Extract provided:
_ _ _ _ _ _ _

Purpose of the Study:

  • To introduce and validate a novel dynamic tree-based item response (IRTree) model.
  • To extend the capabilities of dynamic GLMM for analyzing polytomous time-series eye-tracking data.
  • To model change processes, including trend and autocorrelation, and decompose data heterogeneity.

Main Methods:

  • Developed the dynamic tree-based item response (IRTree) model as an extension of dynamic GLMM.
  • Applied the IRTree model to analyze intensive polytomous time-series eye-tracking data from a visual-world experiment.
  • Conducted a simulation study to assess parameter recovery and the impact of ignoring trend and autoregressive effects.

Main Results:

  • The dynamic IRTree model demonstrated utility in modeling differentiated processes within polytomous eye-tracking data.
  • Parameter recovery in the simulation study was satisfactory.
  • Ignoring trend and autoregressive effects led to biased estimates of experimental condition effects.

Conclusions:

  • The dynamic IRTree model is a powerful and flexible framework for analyzing complex eye-tracking data.
  • The model's ability to capture trend and autocorrelation is crucial for accurate analysis.
  • Future research should consider these dynamic components when analyzing similar datasets.

_ _ _ _ _ _ _

Stated problem: Reproduce, word for word, the portion of the study summary above that opens with the words containing "Purpose of the" and closes with "and autoregressive effects.".

Data:
_ _ _ _ _ _ _

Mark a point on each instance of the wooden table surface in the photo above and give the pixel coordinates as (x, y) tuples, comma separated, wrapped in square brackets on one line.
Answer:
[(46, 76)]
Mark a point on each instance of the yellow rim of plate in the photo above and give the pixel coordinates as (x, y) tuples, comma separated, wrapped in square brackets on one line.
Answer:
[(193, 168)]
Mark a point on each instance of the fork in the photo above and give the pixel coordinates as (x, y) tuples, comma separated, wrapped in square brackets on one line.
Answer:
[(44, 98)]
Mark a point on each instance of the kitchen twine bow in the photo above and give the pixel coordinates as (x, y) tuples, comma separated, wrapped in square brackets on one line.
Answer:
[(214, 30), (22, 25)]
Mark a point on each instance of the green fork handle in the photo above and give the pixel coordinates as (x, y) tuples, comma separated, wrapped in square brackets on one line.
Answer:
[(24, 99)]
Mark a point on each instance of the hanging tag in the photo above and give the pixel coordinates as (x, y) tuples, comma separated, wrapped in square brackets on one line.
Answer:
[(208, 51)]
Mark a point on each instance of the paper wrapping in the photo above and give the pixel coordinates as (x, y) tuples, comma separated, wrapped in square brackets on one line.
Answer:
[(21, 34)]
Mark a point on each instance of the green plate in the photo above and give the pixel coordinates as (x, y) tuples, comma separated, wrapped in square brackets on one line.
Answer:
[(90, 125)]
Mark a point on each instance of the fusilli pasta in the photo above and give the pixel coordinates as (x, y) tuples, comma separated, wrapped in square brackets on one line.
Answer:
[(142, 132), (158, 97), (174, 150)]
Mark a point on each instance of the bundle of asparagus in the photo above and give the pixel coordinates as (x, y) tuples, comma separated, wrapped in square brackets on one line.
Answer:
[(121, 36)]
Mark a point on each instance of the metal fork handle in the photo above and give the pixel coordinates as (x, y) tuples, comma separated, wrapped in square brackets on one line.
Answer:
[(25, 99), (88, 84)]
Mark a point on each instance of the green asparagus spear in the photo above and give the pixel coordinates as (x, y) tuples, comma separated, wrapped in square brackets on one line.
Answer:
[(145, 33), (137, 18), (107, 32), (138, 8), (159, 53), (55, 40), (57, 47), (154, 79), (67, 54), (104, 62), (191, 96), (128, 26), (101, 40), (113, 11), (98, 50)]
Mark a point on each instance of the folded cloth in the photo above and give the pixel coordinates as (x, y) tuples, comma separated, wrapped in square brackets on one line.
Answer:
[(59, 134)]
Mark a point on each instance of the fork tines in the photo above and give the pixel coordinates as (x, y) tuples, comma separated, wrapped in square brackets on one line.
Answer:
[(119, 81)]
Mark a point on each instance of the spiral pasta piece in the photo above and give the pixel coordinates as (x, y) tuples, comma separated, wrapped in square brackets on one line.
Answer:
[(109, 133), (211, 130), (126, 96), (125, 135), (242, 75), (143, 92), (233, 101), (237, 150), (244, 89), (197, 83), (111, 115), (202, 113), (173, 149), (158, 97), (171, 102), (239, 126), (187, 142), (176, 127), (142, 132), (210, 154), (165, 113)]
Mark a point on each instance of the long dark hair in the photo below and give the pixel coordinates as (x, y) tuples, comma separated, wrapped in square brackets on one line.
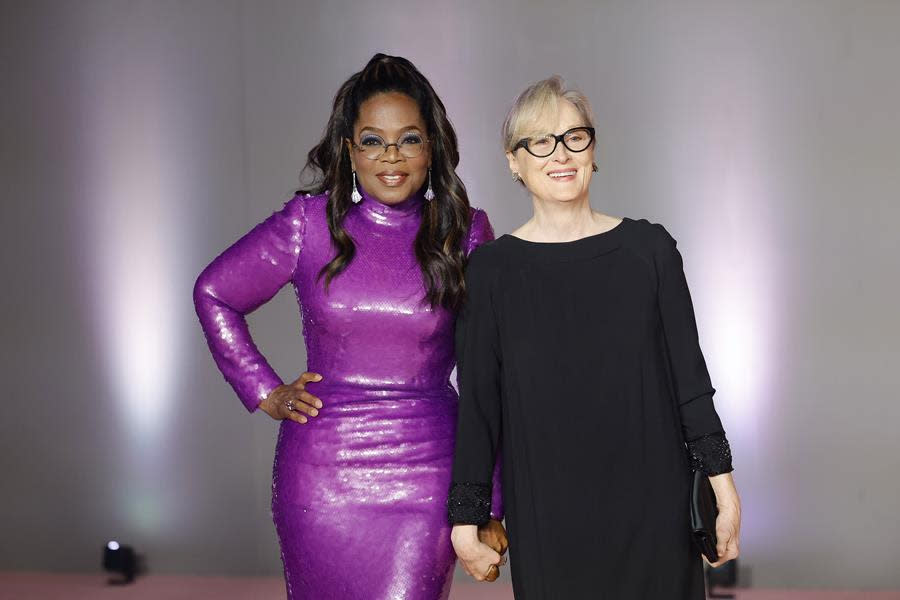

_ _ _ _ _ _ _

Expected answer:
Purpose of the Study:

  • To introduce and validate a novel dynamic tree-based item response (IRTree) model.
  • To extend the capabilities of dynamic GLMM for analyzing polytomous time-series eye-tracking data.
  • To model change processes, including trend and autocorrelation, and decompose data heterogeneity.

Main Methods:

  • Developed the dynamic tree-based item response (IRTree) model as an extension of dynamic GLMM.
  • Applied the IRTree model to analyze intensive polytomous time-series eye-tracking data from a visual-world experiment.
  • Conducted a simulation study to assess parameter recovery and the impact of ignoring trend and autoregressive effects.